> EXTRACT
□ □ □ □ □ □ □

The thickness of the solidified layers 6 and 8 increases as the
metal advances through the casting apparatus. Per step 102,
dendrites 10 form in the metal in an inner layer 12 that is at
least partially surrounded by the solidified outer layers 6 and 8.
In FIG. 4, the outer layers 6 and 8 substantially surround the
inner layer 12 as a sandwich of the inner layer 12 between the two
outer layers 6 and 8. In other casting apparatuses the outer layer
may completely surround the inner layer. In step 104, the dendrites
10 are altered, e.g., broken into smaller structures 14. In the
inner layer 12 prior to complete solidification of the metal, the
metal is semi-solid and includes a solid component (the solidified
small dendrites 14) and a molten metal component. The metal at this
stage has a mushy consistency due in part to the dispersion of the
small dendrites 14 therein. In step 106 at the location of complete
solidification of the metal in the casting apparatus, the
solidified product includes an inner portion 18 containing the
small dendrites 14 at least partially surrounded by an outer
portion. The thickness of the inner portion may be about 20 to
about 30 percent of the thickness of the product. In the inner
portion, the small dendrites may be about 20 to about 50 microns in
size and are substantially unworked by the casting apparatus and
thus have a generally globular shape.
[0042] According to the present invention, molten metal in the
inner layer 12 is squeezed in a direction opposite to its flow
through a casting apparatus (as described in reference to casting
between rolls) and/or may be forced into the outer layers 6 and 8
and reach the exterior surfaces of the outer layers 6 and 8. This
feature of squeezing and/or forcing the molten metal in the inner
layer occurs in any of the casting apparatuses described
herein.
[0043] Breakage of the dendrites in the inner layer in step 104 is
achieved when casting between rolls by the shear forces resulting
from speed differences between the inner layer of molten metal and
the outer layer. Roll casters operated at conventional speeds of
less than 10 feet per minute do not generate the shear forces
required to break any such dendrites. While high speed (at least 25
feet per minute) operation of a conventional roll caster with
control of solidification as described above allows for casting in
the regime of the present invention, other conventional casting
apparatuses may also be adapted for operating in a manner which
results in the process of the invention. An important aspect of the
present invention is breakage of dendrites in the inner layer.

□ □ □ □ □ □ □

> GIVEN RECORDS
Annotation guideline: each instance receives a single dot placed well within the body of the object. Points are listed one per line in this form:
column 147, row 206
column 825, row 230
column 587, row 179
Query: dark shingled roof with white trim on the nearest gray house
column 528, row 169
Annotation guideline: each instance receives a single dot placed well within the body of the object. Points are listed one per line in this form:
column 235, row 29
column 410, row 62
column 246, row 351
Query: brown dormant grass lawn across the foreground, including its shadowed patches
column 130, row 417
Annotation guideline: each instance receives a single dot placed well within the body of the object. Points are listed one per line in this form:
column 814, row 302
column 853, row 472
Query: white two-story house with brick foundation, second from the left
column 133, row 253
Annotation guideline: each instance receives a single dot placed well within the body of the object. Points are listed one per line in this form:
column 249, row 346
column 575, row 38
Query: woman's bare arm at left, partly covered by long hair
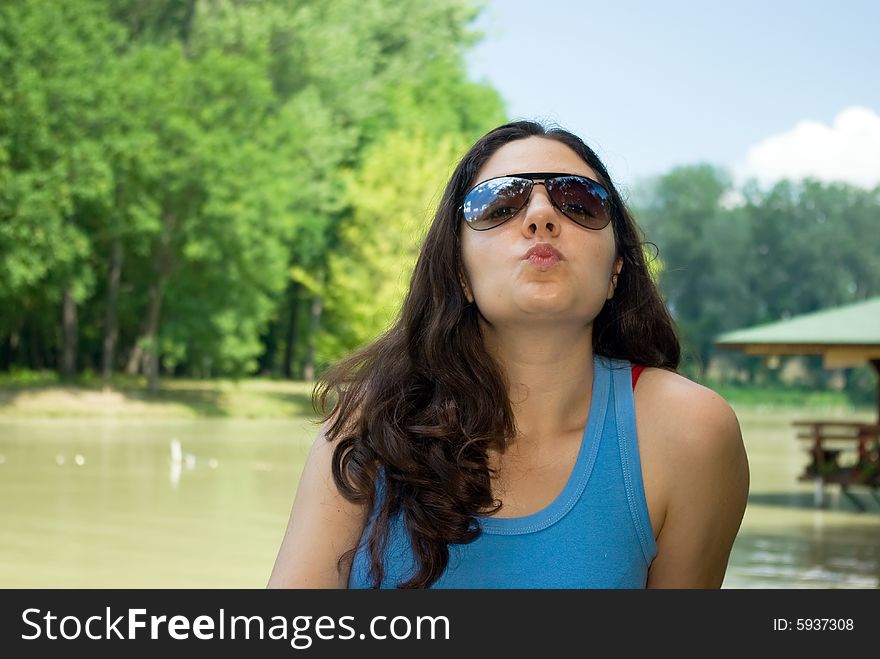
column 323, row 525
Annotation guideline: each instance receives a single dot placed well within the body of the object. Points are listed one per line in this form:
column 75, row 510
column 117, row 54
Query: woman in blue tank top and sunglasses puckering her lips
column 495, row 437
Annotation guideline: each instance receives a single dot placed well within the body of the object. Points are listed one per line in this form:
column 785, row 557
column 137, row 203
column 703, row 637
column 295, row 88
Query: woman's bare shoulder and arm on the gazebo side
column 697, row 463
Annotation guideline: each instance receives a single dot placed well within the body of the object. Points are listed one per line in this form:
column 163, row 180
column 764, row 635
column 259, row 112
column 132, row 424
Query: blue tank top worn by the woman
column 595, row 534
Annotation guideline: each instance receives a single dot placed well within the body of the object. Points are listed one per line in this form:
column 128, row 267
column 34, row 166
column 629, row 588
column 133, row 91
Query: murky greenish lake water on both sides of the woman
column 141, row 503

□ □ □ □ □ □ □

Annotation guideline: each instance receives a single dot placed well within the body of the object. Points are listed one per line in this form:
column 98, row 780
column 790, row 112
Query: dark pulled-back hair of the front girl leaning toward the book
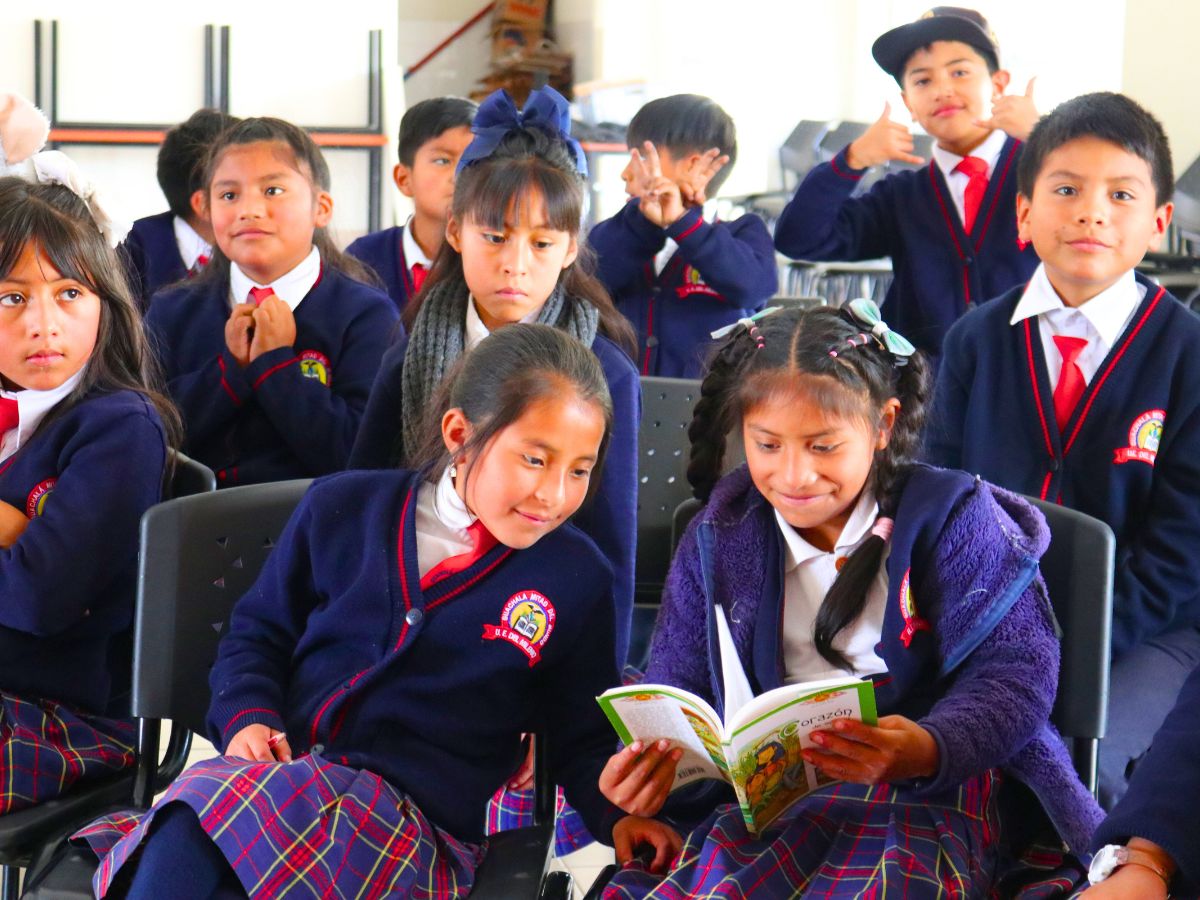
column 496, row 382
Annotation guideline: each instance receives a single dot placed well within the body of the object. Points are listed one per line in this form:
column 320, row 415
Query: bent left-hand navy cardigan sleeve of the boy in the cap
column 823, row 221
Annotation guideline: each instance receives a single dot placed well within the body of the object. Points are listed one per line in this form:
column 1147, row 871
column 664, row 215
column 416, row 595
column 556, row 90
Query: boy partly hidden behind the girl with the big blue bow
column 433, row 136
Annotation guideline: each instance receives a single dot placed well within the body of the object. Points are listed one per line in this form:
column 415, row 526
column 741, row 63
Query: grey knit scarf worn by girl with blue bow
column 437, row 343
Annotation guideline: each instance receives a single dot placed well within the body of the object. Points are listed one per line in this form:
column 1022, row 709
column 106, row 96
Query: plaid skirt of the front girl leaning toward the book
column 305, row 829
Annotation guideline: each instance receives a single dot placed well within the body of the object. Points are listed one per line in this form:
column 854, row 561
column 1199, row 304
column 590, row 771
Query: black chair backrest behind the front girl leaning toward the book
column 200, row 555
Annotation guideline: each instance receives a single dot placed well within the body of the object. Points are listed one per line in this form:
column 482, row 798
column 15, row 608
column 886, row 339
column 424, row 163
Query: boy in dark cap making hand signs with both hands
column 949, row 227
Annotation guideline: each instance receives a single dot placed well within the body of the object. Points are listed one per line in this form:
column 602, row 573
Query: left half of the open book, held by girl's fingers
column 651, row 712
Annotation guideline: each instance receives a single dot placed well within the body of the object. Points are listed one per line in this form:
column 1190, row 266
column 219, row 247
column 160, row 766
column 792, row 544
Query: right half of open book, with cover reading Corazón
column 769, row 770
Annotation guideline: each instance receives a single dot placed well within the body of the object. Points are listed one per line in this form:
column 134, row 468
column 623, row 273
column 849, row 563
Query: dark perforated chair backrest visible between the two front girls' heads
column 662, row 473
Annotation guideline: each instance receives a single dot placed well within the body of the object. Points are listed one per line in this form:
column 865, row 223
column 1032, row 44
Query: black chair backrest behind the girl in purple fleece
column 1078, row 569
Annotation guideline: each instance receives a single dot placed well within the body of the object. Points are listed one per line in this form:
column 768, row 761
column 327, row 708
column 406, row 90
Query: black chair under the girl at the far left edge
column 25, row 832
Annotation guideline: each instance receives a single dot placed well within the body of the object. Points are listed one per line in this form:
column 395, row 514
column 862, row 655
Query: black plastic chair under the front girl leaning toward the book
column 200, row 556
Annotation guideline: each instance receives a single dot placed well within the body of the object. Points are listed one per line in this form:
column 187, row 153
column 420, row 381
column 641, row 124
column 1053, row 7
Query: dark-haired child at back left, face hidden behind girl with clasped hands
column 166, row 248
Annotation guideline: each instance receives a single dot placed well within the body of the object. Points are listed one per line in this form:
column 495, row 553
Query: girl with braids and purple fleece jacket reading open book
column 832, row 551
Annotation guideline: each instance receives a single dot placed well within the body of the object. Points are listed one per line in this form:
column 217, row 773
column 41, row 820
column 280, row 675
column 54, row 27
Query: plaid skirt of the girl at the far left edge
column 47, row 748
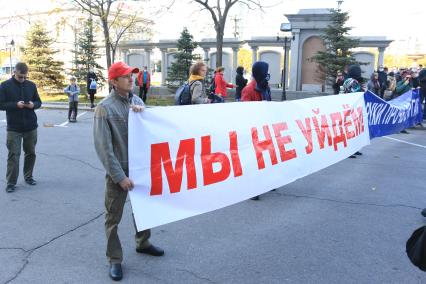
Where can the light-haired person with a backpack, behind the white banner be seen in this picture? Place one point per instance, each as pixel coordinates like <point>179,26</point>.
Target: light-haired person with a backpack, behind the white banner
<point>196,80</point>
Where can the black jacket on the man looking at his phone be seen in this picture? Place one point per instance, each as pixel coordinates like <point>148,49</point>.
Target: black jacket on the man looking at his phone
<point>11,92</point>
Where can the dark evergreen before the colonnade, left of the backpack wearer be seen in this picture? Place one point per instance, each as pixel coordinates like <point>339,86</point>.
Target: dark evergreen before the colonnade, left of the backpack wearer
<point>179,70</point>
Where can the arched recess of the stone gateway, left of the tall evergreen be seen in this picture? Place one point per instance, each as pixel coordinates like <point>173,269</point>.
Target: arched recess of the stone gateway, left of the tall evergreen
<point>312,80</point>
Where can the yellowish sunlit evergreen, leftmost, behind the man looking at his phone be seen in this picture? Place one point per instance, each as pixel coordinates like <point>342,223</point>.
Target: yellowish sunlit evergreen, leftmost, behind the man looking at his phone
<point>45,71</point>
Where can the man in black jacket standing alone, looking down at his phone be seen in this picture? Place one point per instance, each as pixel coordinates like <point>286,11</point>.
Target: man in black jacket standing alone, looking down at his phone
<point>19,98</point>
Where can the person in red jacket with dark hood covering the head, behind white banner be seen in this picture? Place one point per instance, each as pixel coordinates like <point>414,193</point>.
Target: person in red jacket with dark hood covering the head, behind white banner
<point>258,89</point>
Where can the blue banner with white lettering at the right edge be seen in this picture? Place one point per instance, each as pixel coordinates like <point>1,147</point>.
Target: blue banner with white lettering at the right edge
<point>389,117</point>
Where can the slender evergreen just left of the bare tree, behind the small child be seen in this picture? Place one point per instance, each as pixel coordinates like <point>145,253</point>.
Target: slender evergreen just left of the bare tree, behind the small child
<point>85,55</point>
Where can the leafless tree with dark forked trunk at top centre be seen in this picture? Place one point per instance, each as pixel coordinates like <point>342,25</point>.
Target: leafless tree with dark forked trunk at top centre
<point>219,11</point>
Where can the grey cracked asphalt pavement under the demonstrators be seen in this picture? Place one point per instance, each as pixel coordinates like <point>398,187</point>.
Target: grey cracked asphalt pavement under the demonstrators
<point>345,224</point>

□ □ □ □ □ □ □

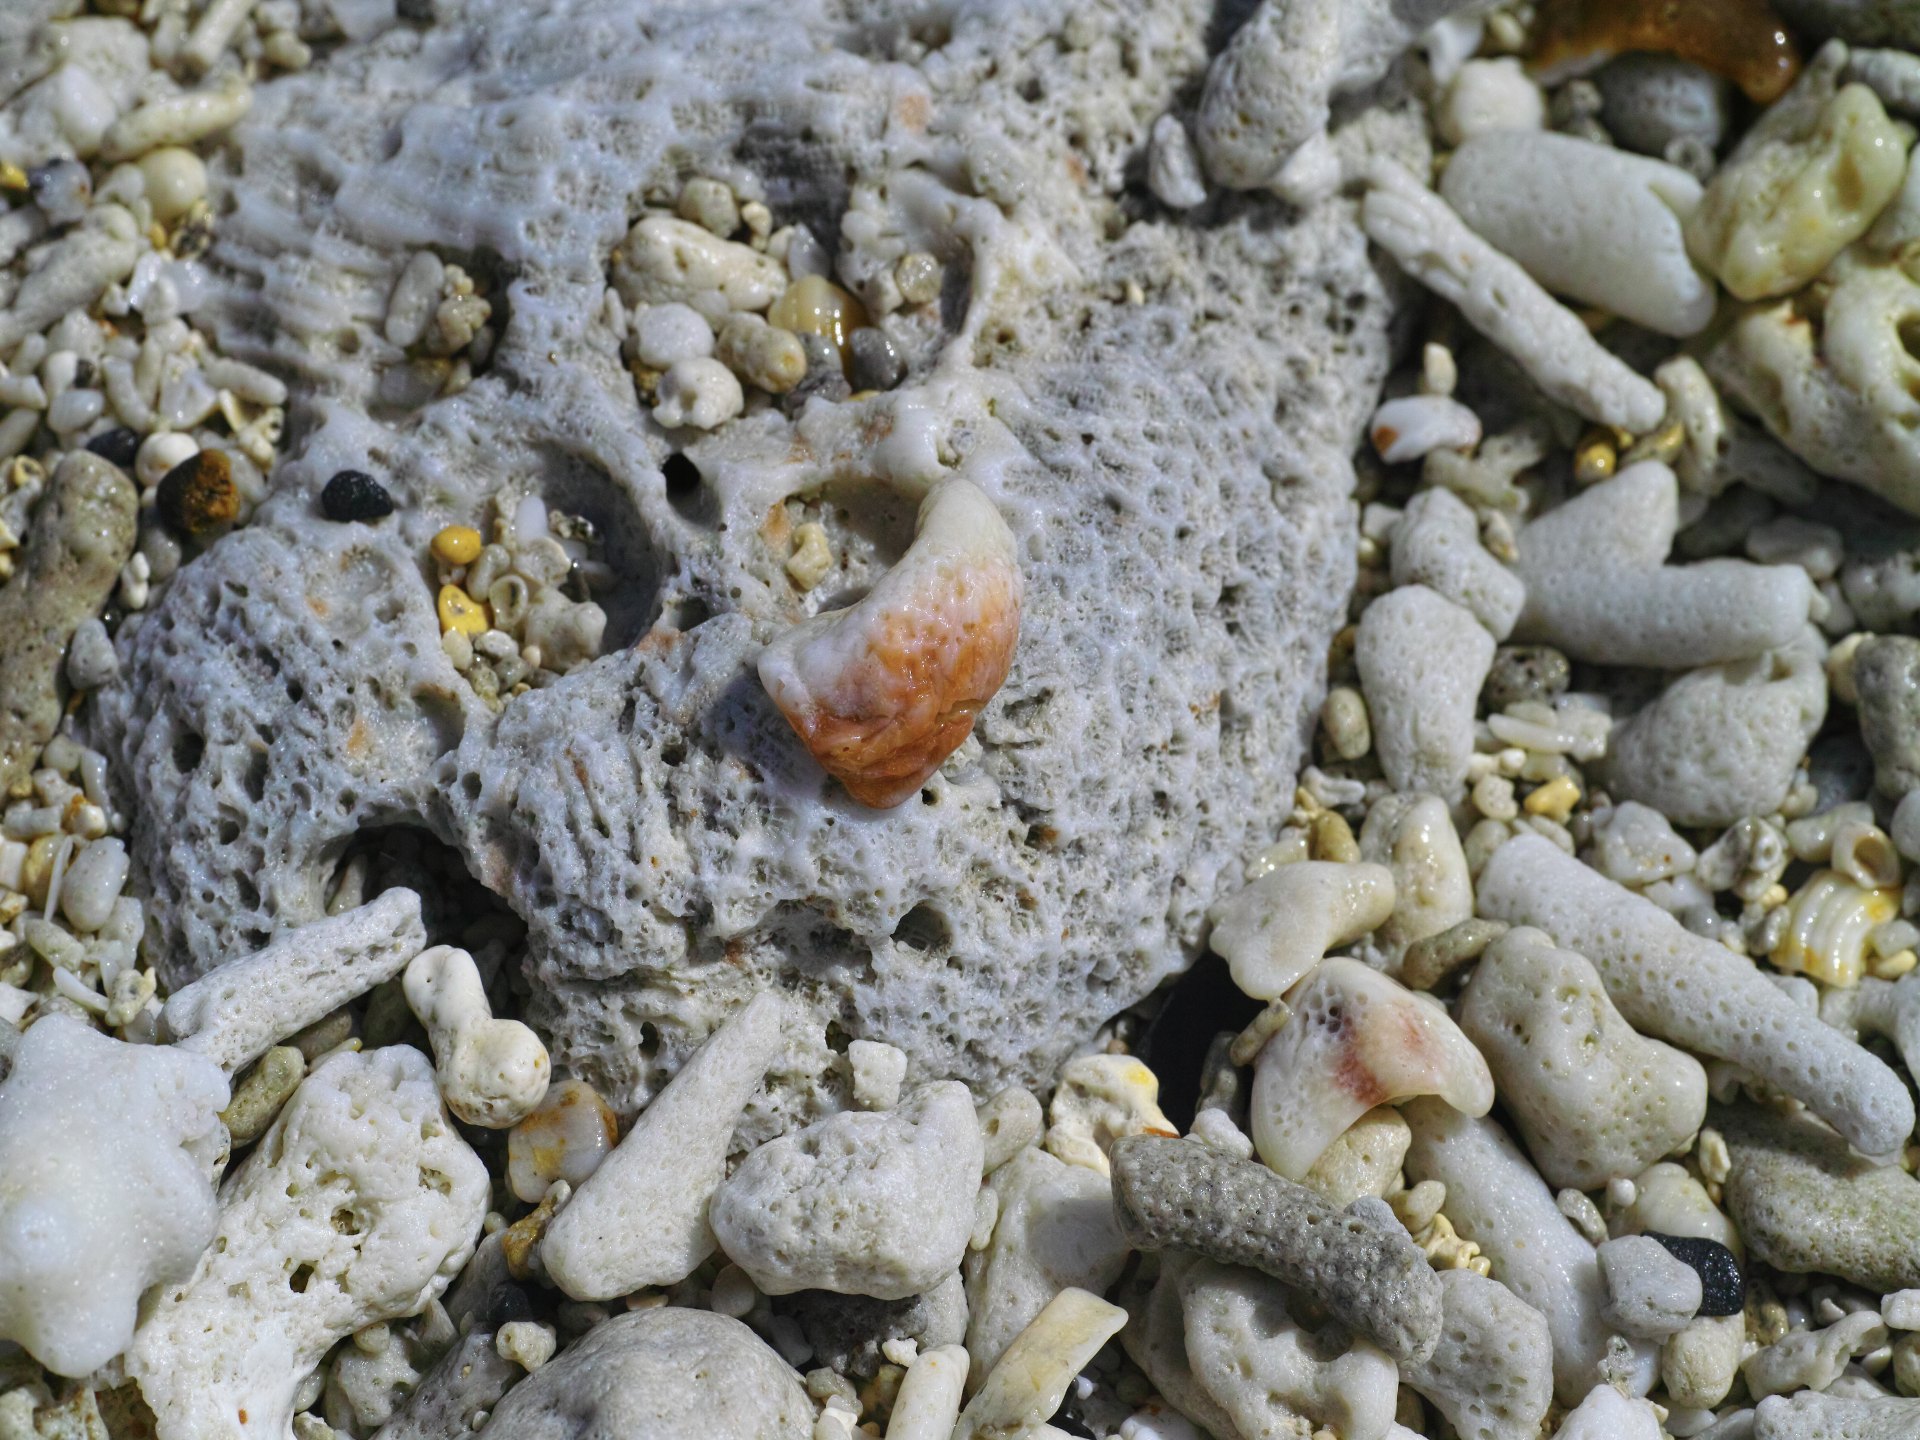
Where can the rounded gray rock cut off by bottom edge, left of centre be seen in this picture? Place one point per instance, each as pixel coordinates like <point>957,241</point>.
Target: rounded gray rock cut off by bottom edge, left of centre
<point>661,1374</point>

□ □ □ □ □ □ □

> CHECK YOUR UNDERSTANDING
(A) List every step number that the casting passage mentions.
(B) Render this sentence from the casting passage in French: "An important aspect of the present invention is breakage of dendrites in the inner layer."
(C) According to the casting passage, why do the small dendrites in the inner portion have a generally globular shape?
Base every answer solely on the casting passage.

> ANSWERS
(A) 102, 104, 106

(B) Un aspect important de la présente invention est la rupture des dendrites dans la couche interne.

(C) The casting apparatus leaves them substantially unworked, so they retain a generally globular shape.